* The task: Everything from the line containing "Identify a point on every instance of the fog" through the last line of the records below should be printed exactly, please, and nothing else.

-- begin --

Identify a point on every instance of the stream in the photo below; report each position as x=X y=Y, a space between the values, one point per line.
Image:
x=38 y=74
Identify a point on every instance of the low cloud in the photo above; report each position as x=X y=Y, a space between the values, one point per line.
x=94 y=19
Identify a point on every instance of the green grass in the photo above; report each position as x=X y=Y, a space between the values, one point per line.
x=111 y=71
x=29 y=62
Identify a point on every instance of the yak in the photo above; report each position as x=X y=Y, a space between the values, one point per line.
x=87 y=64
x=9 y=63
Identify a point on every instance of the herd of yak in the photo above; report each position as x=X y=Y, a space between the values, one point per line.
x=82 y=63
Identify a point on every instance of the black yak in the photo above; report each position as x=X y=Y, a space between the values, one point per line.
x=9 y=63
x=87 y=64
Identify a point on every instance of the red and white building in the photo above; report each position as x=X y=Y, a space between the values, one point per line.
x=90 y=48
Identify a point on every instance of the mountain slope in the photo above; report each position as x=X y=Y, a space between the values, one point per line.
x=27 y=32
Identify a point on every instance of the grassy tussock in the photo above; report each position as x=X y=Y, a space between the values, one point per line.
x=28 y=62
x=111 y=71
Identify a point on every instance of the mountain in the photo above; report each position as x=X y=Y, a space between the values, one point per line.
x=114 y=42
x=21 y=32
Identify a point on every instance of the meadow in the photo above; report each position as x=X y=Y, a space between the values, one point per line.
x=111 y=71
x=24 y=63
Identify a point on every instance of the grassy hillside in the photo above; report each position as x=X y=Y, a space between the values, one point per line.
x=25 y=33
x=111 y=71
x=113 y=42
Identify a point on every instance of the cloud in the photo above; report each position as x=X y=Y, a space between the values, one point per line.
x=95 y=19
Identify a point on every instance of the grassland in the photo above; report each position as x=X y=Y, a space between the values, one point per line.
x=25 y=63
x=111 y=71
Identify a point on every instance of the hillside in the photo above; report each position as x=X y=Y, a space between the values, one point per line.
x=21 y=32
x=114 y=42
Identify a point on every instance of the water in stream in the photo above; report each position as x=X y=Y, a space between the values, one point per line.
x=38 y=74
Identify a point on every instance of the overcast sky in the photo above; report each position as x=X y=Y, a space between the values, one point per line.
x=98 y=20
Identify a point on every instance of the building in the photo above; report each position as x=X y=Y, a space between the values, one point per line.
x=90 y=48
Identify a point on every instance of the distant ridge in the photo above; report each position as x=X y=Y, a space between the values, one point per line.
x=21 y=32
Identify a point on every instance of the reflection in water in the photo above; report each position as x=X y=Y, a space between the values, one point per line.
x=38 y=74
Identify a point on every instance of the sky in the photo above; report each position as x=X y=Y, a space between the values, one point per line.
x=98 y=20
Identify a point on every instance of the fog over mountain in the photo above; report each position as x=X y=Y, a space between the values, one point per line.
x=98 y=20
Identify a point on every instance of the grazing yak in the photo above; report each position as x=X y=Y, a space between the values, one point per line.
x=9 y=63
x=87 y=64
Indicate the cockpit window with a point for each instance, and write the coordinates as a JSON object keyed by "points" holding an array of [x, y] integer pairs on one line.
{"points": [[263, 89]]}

-- end --

* Reply to the exercise:
Identify a point on every instance of the fog over mountain in the photo above; report each position as x=X y=Y, a space between the values, one point per line.
x=98 y=20
Identify a point on every instance of the grazing yak in the photo above; report each position as x=X y=Y, a space between the values, one point per line.
x=9 y=63
x=87 y=64
Indicate the cockpit window with a point for each instance, and write the coordinates as a JSON object keyed by "points" holding an array of [x, y] integer pairs on one line.
{"points": [[263, 89]]}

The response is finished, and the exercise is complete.